WHAT YOU NEED TO DO —
From the entries below, pull out every line that contains the word "perched" and copy each one. Letter case counts.

EXERCISE INPUTS —
-------

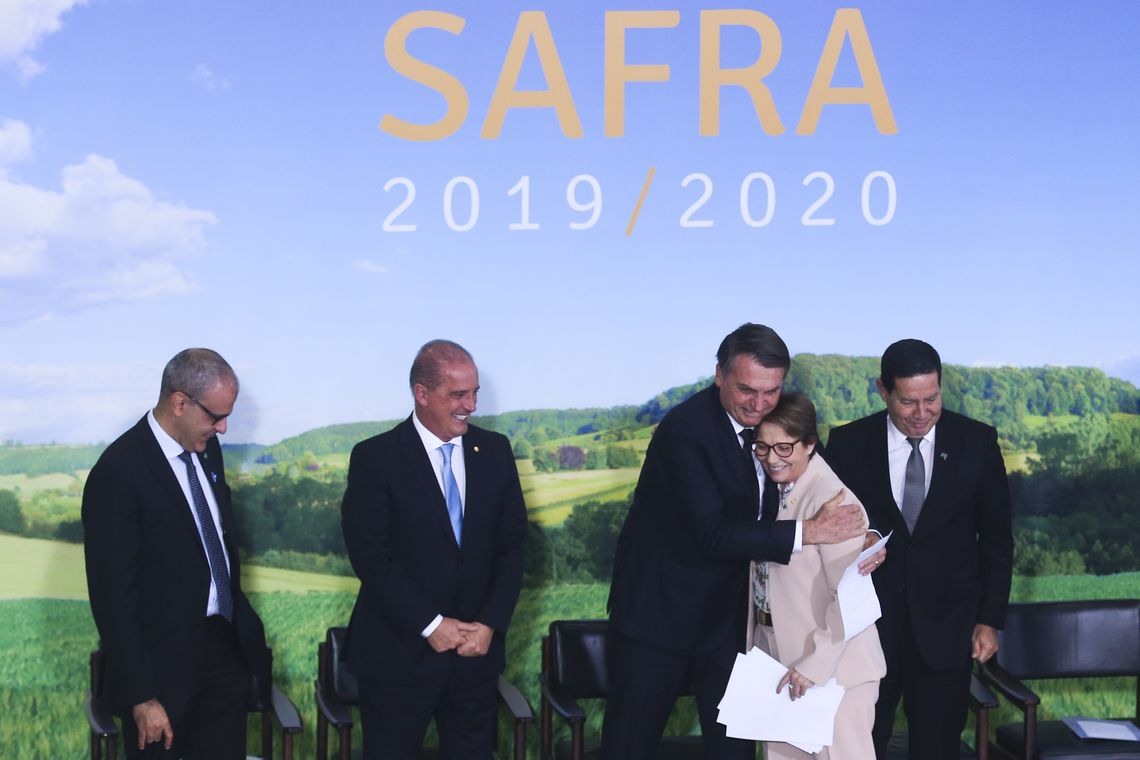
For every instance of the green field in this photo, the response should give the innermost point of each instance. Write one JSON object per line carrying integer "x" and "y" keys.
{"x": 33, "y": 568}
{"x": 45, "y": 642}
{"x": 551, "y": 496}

-------

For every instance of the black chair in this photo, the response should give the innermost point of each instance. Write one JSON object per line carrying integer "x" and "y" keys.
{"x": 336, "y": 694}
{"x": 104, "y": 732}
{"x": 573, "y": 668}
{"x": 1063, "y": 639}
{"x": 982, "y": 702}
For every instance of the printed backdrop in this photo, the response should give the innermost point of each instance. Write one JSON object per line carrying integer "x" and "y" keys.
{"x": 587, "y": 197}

-------

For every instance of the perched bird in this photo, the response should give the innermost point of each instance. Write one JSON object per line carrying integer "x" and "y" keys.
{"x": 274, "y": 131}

-------

RESULT OF THE EXERCISE —
For every instance of the perched bird in this photo, the response should give the innermost point of each instance. Write one JSON object per line carrying integer "x" and "y" keys.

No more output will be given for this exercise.